*LISTING*
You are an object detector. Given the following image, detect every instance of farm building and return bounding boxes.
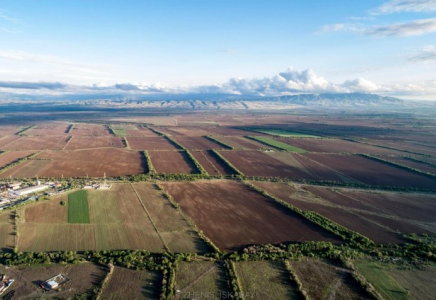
[44,280,59,290]
[10,185,49,196]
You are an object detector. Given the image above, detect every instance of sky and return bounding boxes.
[0,0,436,100]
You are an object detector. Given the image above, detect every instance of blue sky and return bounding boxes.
[0,0,436,100]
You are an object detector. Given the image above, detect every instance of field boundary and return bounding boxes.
[245,135,307,153]
[143,150,156,174]
[243,181,374,248]
[283,260,310,300]
[203,135,234,150]
[0,151,42,173]
[130,183,171,253]
[360,154,436,178]
[154,181,222,254]
[211,149,244,176]
[185,149,209,175]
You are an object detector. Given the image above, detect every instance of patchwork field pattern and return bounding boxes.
[18,183,207,253]
[162,180,338,251]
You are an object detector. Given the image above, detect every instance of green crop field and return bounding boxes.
[354,261,412,300]
[250,136,306,153]
[111,128,128,136]
[68,190,89,224]
[252,128,319,138]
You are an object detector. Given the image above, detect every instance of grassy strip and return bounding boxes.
[142,150,156,174]
[185,150,209,175]
[123,136,130,149]
[0,152,41,173]
[352,138,434,157]
[159,262,177,300]
[224,260,244,300]
[155,182,222,254]
[68,190,90,224]
[65,124,74,133]
[95,264,115,300]
[107,125,128,136]
[246,136,307,153]
[283,260,310,300]
[15,125,35,135]
[244,181,374,248]
[144,126,166,136]
[341,258,384,300]
[212,149,244,176]
[240,127,322,138]
[164,134,186,150]
[404,156,436,167]
[204,135,234,150]
[360,154,436,178]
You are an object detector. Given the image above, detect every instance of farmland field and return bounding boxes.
[277,138,403,155]
[162,181,337,251]
[148,151,198,174]
[191,151,235,175]
[0,263,107,299]
[0,151,35,169]
[0,159,50,178]
[302,153,436,189]
[0,212,15,252]
[68,190,89,224]
[354,260,413,300]
[126,136,177,150]
[65,136,124,150]
[0,111,436,300]
[213,136,271,150]
[249,182,418,243]
[235,261,299,300]
[174,262,230,299]
[381,156,436,175]
[174,136,221,150]
[251,136,306,153]
[101,267,162,300]
[18,183,208,253]
[1,136,68,150]
[287,259,372,300]
[253,128,319,138]
[37,148,148,177]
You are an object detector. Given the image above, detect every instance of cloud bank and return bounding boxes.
[371,0,436,15]
[0,67,436,96]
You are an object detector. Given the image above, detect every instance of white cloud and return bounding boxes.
[371,0,436,15]
[407,45,436,63]
[342,78,380,92]
[364,18,436,36]
[321,18,436,36]
[0,68,436,97]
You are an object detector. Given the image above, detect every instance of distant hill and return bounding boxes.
[0,93,436,110]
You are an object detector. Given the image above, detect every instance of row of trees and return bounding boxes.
[245,182,374,248]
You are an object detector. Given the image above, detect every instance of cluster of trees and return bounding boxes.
[155,182,222,254]
[283,261,310,300]
[224,260,243,299]
[245,182,374,248]
[65,124,74,133]
[163,134,186,150]
[212,150,244,176]
[361,154,436,178]
[144,125,166,136]
[0,152,41,173]
[204,135,234,150]
[185,149,209,176]
[143,150,156,174]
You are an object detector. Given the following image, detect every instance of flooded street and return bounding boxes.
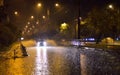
[0,46,120,75]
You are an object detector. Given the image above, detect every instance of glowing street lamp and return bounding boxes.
[31,16,34,19]
[108,4,114,9]
[37,3,42,7]
[14,11,18,15]
[55,3,60,7]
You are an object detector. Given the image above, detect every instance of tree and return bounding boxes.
[86,8,120,43]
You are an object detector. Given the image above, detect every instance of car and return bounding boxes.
[37,39,46,47]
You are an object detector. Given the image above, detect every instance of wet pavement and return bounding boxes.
[0,46,120,75]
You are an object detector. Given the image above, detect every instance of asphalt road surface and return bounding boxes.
[0,46,120,75]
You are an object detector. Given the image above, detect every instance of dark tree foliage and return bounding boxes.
[86,8,120,43]
[0,9,20,49]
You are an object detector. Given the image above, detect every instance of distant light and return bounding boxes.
[37,3,42,7]
[108,4,114,9]
[31,16,34,19]
[28,22,30,24]
[55,3,59,7]
[42,16,46,19]
[14,11,18,15]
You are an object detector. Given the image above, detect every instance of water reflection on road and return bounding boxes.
[35,47,49,75]
[0,47,120,75]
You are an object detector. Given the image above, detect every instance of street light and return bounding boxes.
[37,3,42,8]
[14,11,18,15]
[108,4,114,9]
[55,3,60,7]
[30,16,34,19]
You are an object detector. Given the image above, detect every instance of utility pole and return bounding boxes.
[77,1,81,39]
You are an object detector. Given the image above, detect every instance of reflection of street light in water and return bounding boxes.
[35,47,49,75]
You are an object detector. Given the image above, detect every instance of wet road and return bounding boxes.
[0,46,120,75]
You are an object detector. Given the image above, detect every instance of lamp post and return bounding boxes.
[77,1,81,39]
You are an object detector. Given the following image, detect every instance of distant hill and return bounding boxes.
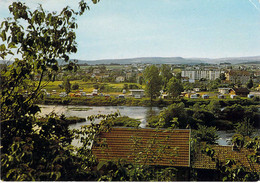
[74,56,260,65]
[0,56,260,65]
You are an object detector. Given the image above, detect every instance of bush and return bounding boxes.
[72,83,79,90]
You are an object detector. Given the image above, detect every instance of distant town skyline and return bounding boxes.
[0,0,260,60]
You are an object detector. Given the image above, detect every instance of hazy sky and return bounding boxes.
[0,0,260,60]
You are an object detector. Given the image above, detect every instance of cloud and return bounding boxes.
[248,0,260,12]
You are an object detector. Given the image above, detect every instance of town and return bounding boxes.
[38,63,260,99]
[0,0,260,182]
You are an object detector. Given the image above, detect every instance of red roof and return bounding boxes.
[92,128,190,167]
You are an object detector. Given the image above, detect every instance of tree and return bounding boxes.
[72,83,79,90]
[246,79,254,89]
[62,77,71,94]
[166,78,184,97]
[0,0,100,181]
[219,73,226,81]
[144,65,162,102]
[192,125,219,144]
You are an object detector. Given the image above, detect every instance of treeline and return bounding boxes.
[38,96,259,107]
[148,100,260,130]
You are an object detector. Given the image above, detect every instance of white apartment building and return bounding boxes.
[181,70,224,83]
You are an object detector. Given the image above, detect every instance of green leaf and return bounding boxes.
[0,44,6,51]
[8,42,17,48]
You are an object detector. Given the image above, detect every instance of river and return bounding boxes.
[40,105,259,145]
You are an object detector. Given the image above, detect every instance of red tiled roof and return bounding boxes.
[92,128,190,167]
[193,145,260,172]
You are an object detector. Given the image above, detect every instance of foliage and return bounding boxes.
[192,124,219,144]
[219,73,226,81]
[62,77,71,94]
[202,135,260,181]
[166,78,183,97]
[235,118,255,137]
[72,83,79,90]
[246,79,254,89]
[105,116,141,127]
[144,65,162,101]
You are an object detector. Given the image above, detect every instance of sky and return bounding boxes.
[0,0,260,60]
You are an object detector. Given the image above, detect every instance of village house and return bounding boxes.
[225,70,250,84]
[129,89,144,98]
[181,70,224,83]
[116,76,125,83]
[93,69,101,74]
[229,88,250,97]
[218,88,231,95]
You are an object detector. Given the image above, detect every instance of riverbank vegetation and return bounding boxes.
[148,101,260,130]
[0,0,259,181]
[38,96,259,107]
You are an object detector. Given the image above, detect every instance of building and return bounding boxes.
[225,70,250,84]
[229,88,250,97]
[181,70,224,83]
[218,88,231,95]
[116,76,125,83]
[129,89,144,98]
[93,69,101,74]
[193,145,260,181]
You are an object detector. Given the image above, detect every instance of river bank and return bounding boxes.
[38,96,260,107]
[40,105,260,145]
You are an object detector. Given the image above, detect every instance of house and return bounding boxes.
[92,89,98,96]
[93,69,101,74]
[225,70,250,84]
[201,94,209,99]
[229,88,250,97]
[218,95,225,99]
[92,128,190,181]
[129,89,144,98]
[181,68,224,83]
[116,76,125,83]
[218,88,231,95]
[193,145,260,181]
[193,88,200,92]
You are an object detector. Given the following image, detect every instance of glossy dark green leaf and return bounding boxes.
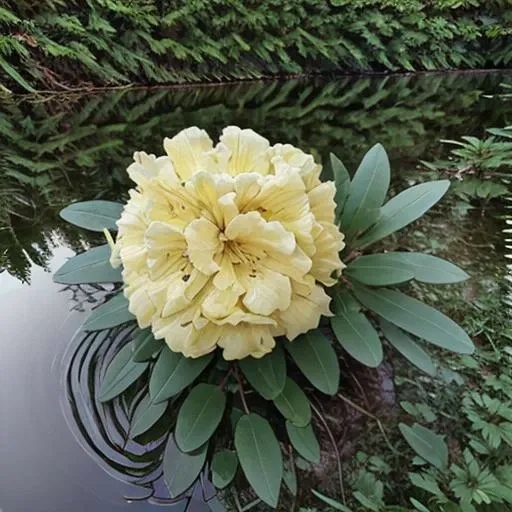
[398,423,448,469]
[174,382,226,452]
[353,283,474,354]
[340,144,391,236]
[286,329,340,395]
[353,180,450,248]
[132,329,164,362]
[286,421,320,463]
[149,346,213,403]
[130,395,167,439]
[235,413,283,508]
[60,200,124,231]
[239,344,286,400]
[212,450,238,489]
[98,343,148,402]
[274,377,311,427]
[380,319,436,376]
[163,434,208,498]
[83,292,135,331]
[53,245,123,284]
[331,291,384,368]
[343,253,414,286]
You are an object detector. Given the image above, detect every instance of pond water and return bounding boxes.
[0,73,512,512]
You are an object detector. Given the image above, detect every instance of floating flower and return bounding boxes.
[106,126,344,360]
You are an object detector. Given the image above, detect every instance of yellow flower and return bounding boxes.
[110,126,344,360]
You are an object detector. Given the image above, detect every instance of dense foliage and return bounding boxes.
[0,0,512,91]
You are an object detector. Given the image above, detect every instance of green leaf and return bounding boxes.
[84,292,135,331]
[238,344,286,400]
[60,201,124,232]
[398,423,448,469]
[174,382,226,452]
[286,421,320,464]
[340,144,390,236]
[329,153,350,219]
[274,377,311,427]
[149,346,213,403]
[331,291,384,368]
[344,253,414,286]
[353,180,450,248]
[379,318,436,376]
[130,394,167,439]
[235,413,283,508]
[98,343,148,402]
[286,329,340,395]
[212,450,238,489]
[132,329,164,363]
[53,244,123,284]
[353,283,474,354]
[380,252,469,284]
[163,434,208,498]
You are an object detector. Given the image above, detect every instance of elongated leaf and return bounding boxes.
[380,319,436,376]
[60,200,124,232]
[331,291,384,368]
[212,450,238,489]
[398,423,448,469]
[235,414,283,508]
[329,153,350,219]
[274,377,311,427]
[353,180,450,248]
[130,394,167,439]
[132,329,164,362]
[84,292,135,331]
[53,245,123,284]
[175,383,226,452]
[286,329,340,395]
[344,253,414,286]
[286,421,320,463]
[382,252,469,284]
[163,434,208,498]
[149,346,213,404]
[340,144,390,236]
[98,343,148,402]
[239,345,286,400]
[353,283,475,354]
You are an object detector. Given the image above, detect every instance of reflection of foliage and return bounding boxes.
[0,0,512,90]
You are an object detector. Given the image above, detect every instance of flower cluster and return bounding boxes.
[111,126,344,360]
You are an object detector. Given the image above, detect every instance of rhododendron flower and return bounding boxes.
[107,126,344,360]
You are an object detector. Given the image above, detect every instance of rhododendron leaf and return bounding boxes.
[132,329,164,362]
[235,413,283,508]
[60,200,124,232]
[340,144,391,238]
[343,254,414,286]
[175,383,226,452]
[53,244,123,284]
[163,434,208,498]
[329,153,350,219]
[130,394,167,439]
[84,292,135,331]
[379,318,436,376]
[398,423,448,469]
[331,291,384,368]
[286,421,320,463]
[238,345,286,400]
[274,377,311,427]
[286,329,340,395]
[352,180,450,248]
[353,283,475,354]
[212,450,238,489]
[98,343,148,402]
[149,346,213,403]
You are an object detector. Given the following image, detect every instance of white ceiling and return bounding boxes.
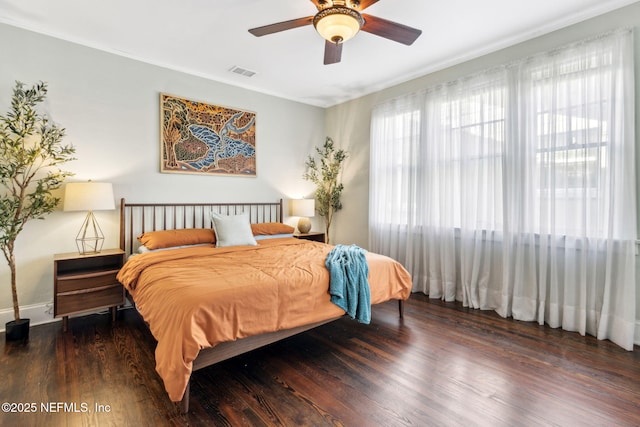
[0,0,638,107]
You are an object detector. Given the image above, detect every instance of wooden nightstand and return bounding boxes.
[53,249,125,332]
[293,231,325,243]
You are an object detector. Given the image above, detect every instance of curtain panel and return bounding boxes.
[369,30,637,350]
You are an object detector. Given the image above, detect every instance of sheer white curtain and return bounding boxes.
[369,30,636,349]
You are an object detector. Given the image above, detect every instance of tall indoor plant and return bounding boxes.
[0,82,75,340]
[303,137,348,243]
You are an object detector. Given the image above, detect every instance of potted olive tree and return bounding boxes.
[303,137,348,243]
[0,82,75,341]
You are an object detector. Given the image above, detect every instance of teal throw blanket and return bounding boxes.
[325,245,371,323]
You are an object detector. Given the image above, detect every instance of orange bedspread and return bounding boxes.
[118,238,411,401]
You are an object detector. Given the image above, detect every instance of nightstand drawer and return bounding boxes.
[55,283,124,316]
[58,270,118,293]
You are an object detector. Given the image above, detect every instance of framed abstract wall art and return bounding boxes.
[160,93,256,176]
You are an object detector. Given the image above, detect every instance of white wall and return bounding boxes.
[327,3,640,324]
[0,24,325,318]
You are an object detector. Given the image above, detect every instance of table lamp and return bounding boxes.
[291,199,316,234]
[62,181,115,255]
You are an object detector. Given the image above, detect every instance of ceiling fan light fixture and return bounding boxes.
[313,6,364,44]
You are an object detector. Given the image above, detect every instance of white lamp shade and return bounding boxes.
[291,199,316,217]
[62,181,116,211]
[313,6,364,43]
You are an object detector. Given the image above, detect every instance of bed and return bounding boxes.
[118,199,411,413]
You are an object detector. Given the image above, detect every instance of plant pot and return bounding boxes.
[5,319,31,341]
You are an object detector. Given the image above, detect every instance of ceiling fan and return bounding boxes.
[249,0,422,65]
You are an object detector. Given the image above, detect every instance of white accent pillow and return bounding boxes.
[211,212,258,248]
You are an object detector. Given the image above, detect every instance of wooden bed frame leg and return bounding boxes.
[180,381,191,414]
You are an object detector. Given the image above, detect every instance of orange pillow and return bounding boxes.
[138,228,216,250]
[251,222,295,236]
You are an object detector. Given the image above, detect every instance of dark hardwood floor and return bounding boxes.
[0,295,640,426]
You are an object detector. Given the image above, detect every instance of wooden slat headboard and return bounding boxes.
[120,198,283,255]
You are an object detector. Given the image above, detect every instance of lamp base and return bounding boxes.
[76,211,104,255]
[298,217,311,234]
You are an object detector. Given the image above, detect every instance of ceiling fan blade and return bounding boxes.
[324,40,342,65]
[249,16,313,37]
[355,0,378,11]
[311,0,378,11]
[361,13,422,45]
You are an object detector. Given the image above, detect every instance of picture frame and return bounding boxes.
[160,93,256,177]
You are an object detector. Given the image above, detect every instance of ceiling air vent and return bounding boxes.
[229,65,256,77]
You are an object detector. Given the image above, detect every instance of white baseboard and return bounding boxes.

*BRIEF*
Render the records from the line containing "pot and return bounding boxes." through the line containing "[211,212,258,248]" as a Markdown table with the columns Row and Text, one numbered row per line and no blank lines.

*FULL OUTPUT*
| Row | Text |
|---|---|
| 1 | You are an object detector. Given the image above, detect every instance of plant pot and return bounding boxes. |
| 2 | [5,319,31,341] |
| 3 | You are an object detector. Given the image above, detect every instance of ceiling fan and return bounding boxes. |
| 4 | [249,0,422,65] |
| 5 | You are an object detector. Given the image above, detect every instance of white accent pillow and return bounding boxes. |
| 6 | [211,212,258,248] |